AIM :: Rewrite each line of the listing below as a JSON list of strings, one string per line, omitting blank lines. Keep the pictures out of your answer.

(Coordinate annotation entries)
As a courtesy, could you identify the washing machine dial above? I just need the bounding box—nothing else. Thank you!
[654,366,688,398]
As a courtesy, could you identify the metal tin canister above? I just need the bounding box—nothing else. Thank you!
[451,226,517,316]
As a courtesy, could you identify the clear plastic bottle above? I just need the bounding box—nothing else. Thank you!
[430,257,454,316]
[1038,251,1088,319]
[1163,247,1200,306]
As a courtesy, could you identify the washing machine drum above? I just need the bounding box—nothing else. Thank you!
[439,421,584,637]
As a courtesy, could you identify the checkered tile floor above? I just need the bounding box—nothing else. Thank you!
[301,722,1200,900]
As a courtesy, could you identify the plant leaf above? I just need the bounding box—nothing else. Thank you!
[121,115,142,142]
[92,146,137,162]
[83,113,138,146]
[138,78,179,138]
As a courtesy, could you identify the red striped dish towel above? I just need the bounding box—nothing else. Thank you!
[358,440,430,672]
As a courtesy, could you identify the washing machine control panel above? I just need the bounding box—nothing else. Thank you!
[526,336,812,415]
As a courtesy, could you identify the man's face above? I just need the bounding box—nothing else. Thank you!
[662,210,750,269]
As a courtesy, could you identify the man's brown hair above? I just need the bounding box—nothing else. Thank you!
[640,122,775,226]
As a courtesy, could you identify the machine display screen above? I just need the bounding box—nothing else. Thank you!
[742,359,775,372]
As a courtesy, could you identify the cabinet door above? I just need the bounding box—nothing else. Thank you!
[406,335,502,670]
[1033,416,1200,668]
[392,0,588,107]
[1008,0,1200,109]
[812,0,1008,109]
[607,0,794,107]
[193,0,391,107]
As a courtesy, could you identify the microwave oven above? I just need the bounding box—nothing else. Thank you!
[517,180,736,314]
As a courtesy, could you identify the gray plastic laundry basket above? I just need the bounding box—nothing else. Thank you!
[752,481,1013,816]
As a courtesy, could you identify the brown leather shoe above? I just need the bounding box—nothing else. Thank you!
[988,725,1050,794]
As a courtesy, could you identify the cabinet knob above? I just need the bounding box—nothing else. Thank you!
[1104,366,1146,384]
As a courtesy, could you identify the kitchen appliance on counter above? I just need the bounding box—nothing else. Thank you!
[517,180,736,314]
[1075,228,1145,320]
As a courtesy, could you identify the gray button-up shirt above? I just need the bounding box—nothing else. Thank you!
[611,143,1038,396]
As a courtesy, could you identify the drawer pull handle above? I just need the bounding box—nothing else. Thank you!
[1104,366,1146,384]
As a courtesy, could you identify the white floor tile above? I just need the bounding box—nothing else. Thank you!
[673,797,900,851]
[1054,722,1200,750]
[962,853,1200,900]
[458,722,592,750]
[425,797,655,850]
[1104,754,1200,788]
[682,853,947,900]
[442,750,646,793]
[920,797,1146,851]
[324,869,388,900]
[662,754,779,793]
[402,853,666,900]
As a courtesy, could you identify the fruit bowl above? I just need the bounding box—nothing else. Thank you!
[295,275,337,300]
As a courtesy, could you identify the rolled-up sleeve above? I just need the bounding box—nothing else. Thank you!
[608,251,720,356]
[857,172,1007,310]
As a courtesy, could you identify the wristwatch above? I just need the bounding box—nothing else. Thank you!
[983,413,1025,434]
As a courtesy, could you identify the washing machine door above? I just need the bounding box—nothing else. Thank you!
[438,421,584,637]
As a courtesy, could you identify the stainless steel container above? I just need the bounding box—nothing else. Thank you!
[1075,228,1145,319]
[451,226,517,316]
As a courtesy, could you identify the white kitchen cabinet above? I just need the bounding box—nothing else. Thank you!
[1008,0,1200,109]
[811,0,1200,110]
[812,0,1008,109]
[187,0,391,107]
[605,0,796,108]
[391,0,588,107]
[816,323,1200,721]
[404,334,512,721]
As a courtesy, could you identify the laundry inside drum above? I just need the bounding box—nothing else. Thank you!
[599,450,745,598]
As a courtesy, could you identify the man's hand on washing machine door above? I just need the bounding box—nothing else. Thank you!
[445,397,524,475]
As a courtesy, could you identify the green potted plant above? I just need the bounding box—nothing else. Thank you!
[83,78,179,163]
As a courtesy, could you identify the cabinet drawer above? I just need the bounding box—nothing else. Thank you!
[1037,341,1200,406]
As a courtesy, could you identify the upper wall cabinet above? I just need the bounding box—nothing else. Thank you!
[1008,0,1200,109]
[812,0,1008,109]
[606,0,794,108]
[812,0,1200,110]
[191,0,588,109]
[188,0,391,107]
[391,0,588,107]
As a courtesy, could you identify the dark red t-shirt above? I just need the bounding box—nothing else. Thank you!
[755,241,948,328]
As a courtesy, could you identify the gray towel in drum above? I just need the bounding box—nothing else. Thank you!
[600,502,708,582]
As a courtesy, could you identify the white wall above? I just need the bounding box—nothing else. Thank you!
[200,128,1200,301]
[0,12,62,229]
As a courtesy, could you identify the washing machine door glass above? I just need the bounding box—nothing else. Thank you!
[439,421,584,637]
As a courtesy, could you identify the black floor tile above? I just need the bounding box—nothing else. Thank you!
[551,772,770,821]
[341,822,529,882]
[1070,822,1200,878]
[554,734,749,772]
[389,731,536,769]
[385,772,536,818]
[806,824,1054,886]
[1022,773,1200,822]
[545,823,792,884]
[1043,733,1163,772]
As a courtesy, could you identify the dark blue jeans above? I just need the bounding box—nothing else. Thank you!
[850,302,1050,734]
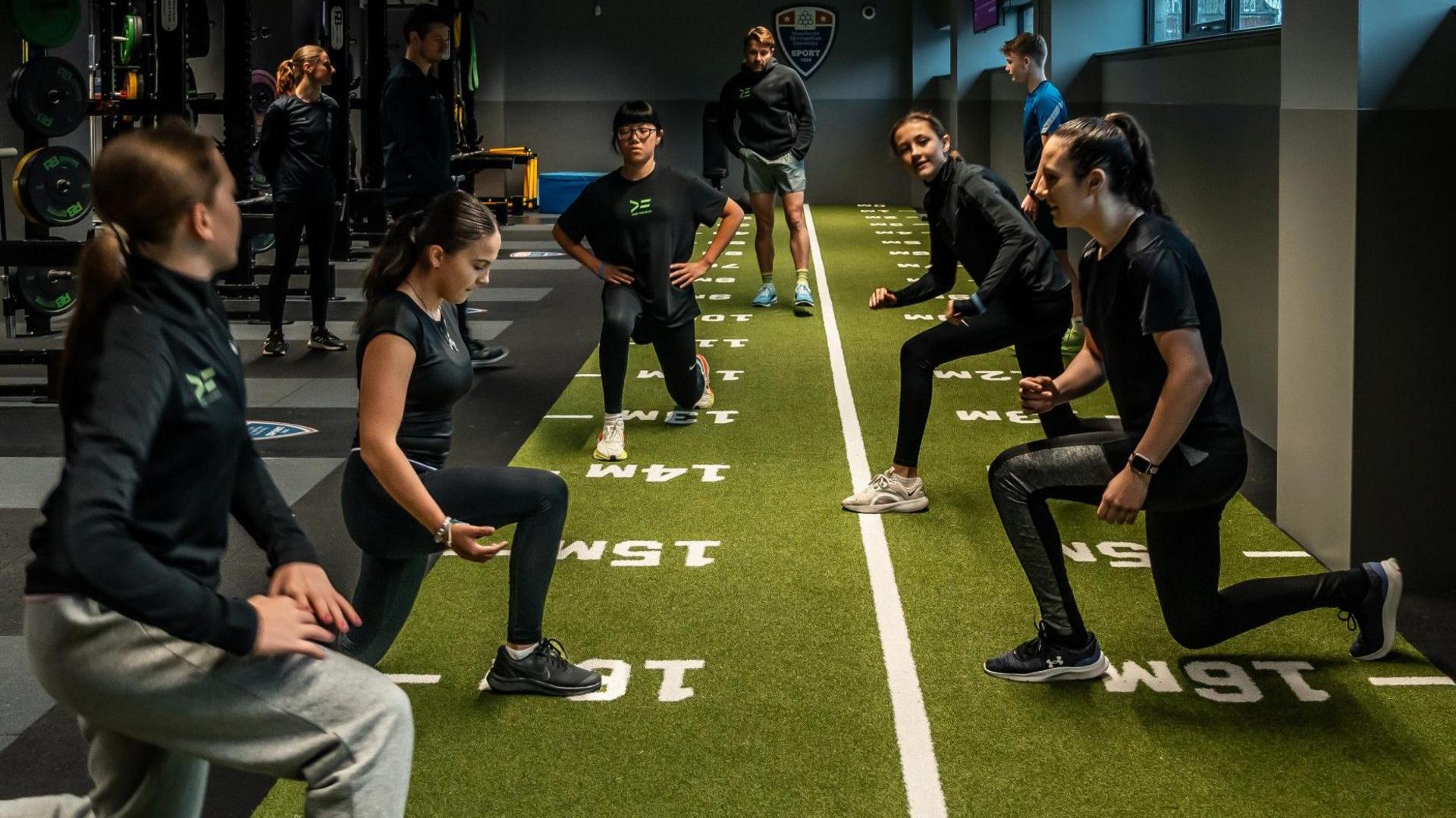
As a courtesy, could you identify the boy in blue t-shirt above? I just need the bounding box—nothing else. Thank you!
[1002,32,1082,358]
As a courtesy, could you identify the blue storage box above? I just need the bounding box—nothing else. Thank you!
[540,172,601,212]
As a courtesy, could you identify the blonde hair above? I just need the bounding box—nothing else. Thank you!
[277,45,325,96]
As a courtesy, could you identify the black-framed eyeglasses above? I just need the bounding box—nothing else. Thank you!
[617,125,657,141]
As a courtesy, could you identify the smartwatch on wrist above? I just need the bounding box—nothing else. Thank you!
[435,517,459,546]
[1127,451,1157,478]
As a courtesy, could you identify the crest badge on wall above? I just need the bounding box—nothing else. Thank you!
[774,6,839,79]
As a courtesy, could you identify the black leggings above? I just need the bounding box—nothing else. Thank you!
[600,284,708,415]
[989,432,1367,647]
[896,287,1082,469]
[337,451,566,665]
[266,202,337,332]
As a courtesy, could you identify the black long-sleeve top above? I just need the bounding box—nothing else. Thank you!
[894,158,1072,315]
[718,60,814,158]
[258,93,350,204]
[25,256,318,653]
[380,60,456,205]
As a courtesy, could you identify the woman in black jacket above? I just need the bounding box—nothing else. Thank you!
[258,45,350,355]
[14,124,413,815]
[843,112,1081,514]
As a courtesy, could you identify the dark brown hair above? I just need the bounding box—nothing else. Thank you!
[61,118,224,409]
[359,191,500,323]
[1053,112,1168,218]
[1002,30,1046,65]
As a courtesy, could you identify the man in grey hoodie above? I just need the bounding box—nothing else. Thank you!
[718,27,814,316]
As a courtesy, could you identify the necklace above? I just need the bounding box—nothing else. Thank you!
[405,278,460,353]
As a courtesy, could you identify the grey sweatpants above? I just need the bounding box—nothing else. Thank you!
[0,597,415,818]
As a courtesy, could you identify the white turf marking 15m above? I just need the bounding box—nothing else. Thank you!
[804,205,945,818]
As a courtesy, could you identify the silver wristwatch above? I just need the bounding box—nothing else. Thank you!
[435,517,459,546]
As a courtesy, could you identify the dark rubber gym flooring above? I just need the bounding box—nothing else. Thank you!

ANSWER ::
[
  "As a courtesy, could you identify the washing machine dial above? I just need the bounding box—nothing else. Thank you!",
  "[654,366,688,398]",
  "As a courtesy, could you identify the metal tin canister above? I just need the bounding box—nothing else. Thank you!",
  "[451,226,517,316]",
  "As a courtesy, could you identify the clear plastic bottle above? I just need the bounding box—nothing else. Thank you!",
  "[430,257,454,316]",
  "[1038,251,1088,319]",
  "[1163,247,1200,306]",
  "As a courtesy, could you identify the washing machine drum above? I just need the bounding box—nothing else. Thank you!",
  "[439,421,584,637]",
  "As a courtesy, could you identify the checkered tile floor above? I just need the bounding box—nothing else. Thank you!",
  "[301,722,1200,900]",
  "As a courtesy, could you identify the plant leaf above? I just need the bounding box—nothing else. Thank you!",
  "[121,115,142,142]",
  "[92,146,137,162]",
  "[83,113,138,146]",
  "[138,78,179,138]",
  "As a courtesy, could you identify the red striped dish towel above? I just need the bounding box—nothing else. Thank you!",
  "[358,440,430,672]",
  "As a courtesy, could you identify the washing machine control panel above? I just need the bounding box—nothing else. Thank you!",
  "[526,336,812,415]",
  "As a courtesy, could you identify the man's face above? I just need the bounding box—nothing else. Thank you!",
  "[662,210,750,269]",
  "As a courtesy, could you identify the man's brown hair above? I just need the bounding box—nothing else. Thank you!",
  "[640,122,775,226]",
  "As a courtesy, could you identify the machine display screen above? I just need the bounding box—nothing else. Thank you!",
  "[742,359,775,372]",
  "As a courtesy, could you identify the cabinet door above? I just need the bounding box—nothing else. Thank you!",
  "[406,335,502,670]",
  "[1033,416,1200,668]",
  "[392,0,588,107]",
  "[1008,0,1200,109]",
  "[812,0,1008,109]",
  "[607,0,794,107]",
  "[193,0,391,107]",
  "As a courtesy, could you identify the microwave oven above? I just need the bounding box—nothing else. Thank you!",
  "[517,180,736,314]",
  "As a courtesy, could you identify the gray plastic laundry basket above? I just need the bounding box—nothing else. Thank you!",
  "[752,481,1013,816]",
  "As a courtesy, could you identify the brown leather shoe above? I just need the bounding box—nothing else. Thank you!",
  "[988,725,1050,794]",
  "As a courtesy, could you identify the cabinet knob above? I just need the bounding box—nothing else. Thank you!",
  "[1104,366,1146,384]",
  "As a courtesy, could you identify the kitchen appliance on counter above? I just need the bounding box—nothing else. Thank you!",
  "[517,180,736,314]",
  "[1075,228,1145,320]",
  "As a courtesy, could you identify the gray button-up shirt above? I just need the bounding box—nothing else. Thank you!",
  "[611,143,1038,396]",
  "As a courtesy, could you identify the drawer pull handle above? I just need the bounding box—nothing else. Thank you!",
  "[1104,366,1146,384]",
  "As a courtesy, could you identify the white floor tile above? I just need the bounding box—nothing else. Thank you!",
  "[673,797,900,851]",
  "[1054,722,1200,750]",
  "[962,853,1200,900]",
  "[458,722,592,750]",
  "[425,797,655,850]",
  "[1104,754,1200,788]",
  "[682,853,947,900]",
  "[442,750,646,793]",
  "[920,797,1146,851]",
  "[324,869,388,900]",
  "[662,754,779,793]",
  "[402,853,666,900]",
  "As a courtesy, could you identify the fruit bowl above? I just need the bounding box—nothing else. Thank you!",
  "[295,275,337,300]",
  "As a courtesy, could you identify the rolled-up sleeve above? I just need the bounding box—nothing else. Thank you!",
  "[608,251,720,356]",
  "[857,172,1007,310]",
  "As a courtesy, could you identify the wristwatch above? I just need the bounding box—nothing else. Thank you!",
  "[983,413,1025,434]",
  "As a courtesy, could you identify the washing machine door above? I just need the bounding box—nothing else. Thank you!",
  "[438,421,584,637]",
  "As a courtesy, could you identify the stainless steel container above? I just need the bounding box—nothing else. Thank you!",
  "[1075,228,1145,319]",
  "[451,226,517,316]",
  "As a courtesy, could you identify the white kitchen cabinet above? I just need the bounding box—nothing else. Thank you!",
  "[1008,0,1200,109]",
  "[811,0,1200,110]",
  "[812,0,1008,109]",
  "[187,0,391,107]",
  "[605,0,796,108]",
  "[391,0,588,107]",
  "[816,323,1200,721]",
  "[404,334,512,721]",
  "As a courtesy, could you identify the laundry inside drum above? I just need the bounding box—nothing else. Thank you!",
  "[599,450,745,598]",
  "As a courtesy, could you identify the man's hand on washing machine door above? I just need the bounding box—nothing else. Thank you!",
  "[445,397,524,475]",
  "As a courtesy, could you identify the green potted plant above? I just need the bounding box—nothing else. Thank you!",
  "[83,78,179,163]",
  "As a courtesy, could you identify the cabinet drawer above? I just need the bounding box—nothing else. Thank you!",
  "[1037,341,1200,406]",
  "As a courtesy, could you identify the upper wall cabinet above? I just need the bounding box—nothing else. Thank you!",
  "[1008,0,1200,109]",
  "[812,0,1008,109]",
  "[606,0,794,108]",
  "[812,0,1200,110]",
  "[191,0,588,109]",
  "[188,0,391,107]",
  "[391,0,588,107]",
  "As a courtesy, could you identify the dark red t-shirt above? I just need the bounding box—nothing else. Thank you!",
  "[755,241,948,328]",
  "As a courtesy, could you identify the gray towel in drum above? I just need the bounding box—nothing else. Thank you!",
  "[600,502,708,582]",
  "As a courtesy, could you identify the white wall above? I just need the bounding box—nothing else. Thank you!",
  "[200,128,1200,301]",
  "[0,12,62,229]",
  "As a courtesy, could you identify the washing machine door glass above? I just need the bounding box—nothing else. Thank you!",
  "[439,421,584,637]",
  "As a courtesy, could you identify the black floor tile above? I just need the bounding box—nothing else. Thank you!",
  "[551,772,770,821]",
  "[341,822,529,882]",
  "[1070,822,1200,878]",
  "[554,734,749,772]",
  "[389,731,536,769]",
  "[385,772,536,818]",
  "[806,824,1054,886]",
  "[1022,773,1200,822]",
  "[545,823,792,884]",
  "[1043,733,1163,772]",
  "As a courtesy, could you identify the dark blue jeans above? I just need the bounding box—nothing else. Thank you!",
  "[850,302,1050,734]",
  "As a courtesy, could you identify the boy in blue t-shirt above? I just need the bounding box—nothing else. Thank you!",
  "[1002,32,1082,358]",
  "As a courtesy, could you identify the blue storage box above? I just need the bounding box—nothing else. Thank you!",
  "[540,172,601,212]",
  "As a courtesy, could you identify the blonde hair above? I just need the bounding box—nothing else. Thank you!",
  "[277,45,325,96]",
  "As a courtesy, could you identify the black-framed eyeglasses above? I just need the bounding box—nothing else. Thank you!",
  "[617,125,657,141]",
  "As a courtesy, could you identify the smartwatch on wrist above? I just need the bounding box—nothing else. Thank you!",
  "[435,517,459,546]",
  "[1127,451,1157,478]",
  "As a courtesy, could you identify the crest badge on wall above? I just need the bounding box—nothing else. Thank you!",
  "[774,6,839,79]",
  "As a courtesy, could you identify the black leggings above? I just need the bounding box—nothing else. Thank you!",
  "[600,284,708,415]",
  "[989,432,1367,647]",
  "[896,287,1082,469]",
  "[337,451,566,665]",
  "[266,202,337,332]",
  "As a courtesy, could you identify the black long-sleeve top above? I just need the bounding box—nothing else. Thank you!",
  "[894,158,1072,315]",
  "[718,60,814,158]",
  "[258,93,350,204]",
  "[25,256,318,653]",
  "[380,60,456,205]",
  "As a courtesy, could you identify the woman in black jacket above? I just need the bounding box—nothing else. Thank you!",
  "[258,45,350,355]",
  "[14,124,413,815]",
  "[843,112,1081,514]",
  "As a courtesy, could you identify the dark brown hair above? I just need the bounding box—nothing else. Thank you!",
  "[61,118,224,409]",
  "[359,191,500,323]",
  "[1053,112,1168,218]",
  "[1002,30,1046,65]",
  "As a courtesy, could you identify the man in grey hoodie above? I just need the bounding box—nothing else. Thank you!",
  "[718,27,814,316]",
  "As a courtesy, could you identify the necklace above? I just need the bounding box—nothing else. Thank you!",
  "[405,278,460,353]",
  "As a courtesy, could you identify the grey sweatpants above? I just need the bounding box—nothing else. Thank you!",
  "[0,597,415,818]",
  "As a courtesy, could you identify the white turf marking 15m above? I just need the bounding box—nothing else. Thank you!",
  "[804,205,945,818]",
  "As a courtesy, could you identify the silver wristwatch above? I just need the bounding box—nothing else. Thank you!",
  "[435,517,459,546]",
  "As a courtesy, could you identify the dark rubber gym flooring above? I just need the bounding box—nothing else. Thank you!"
]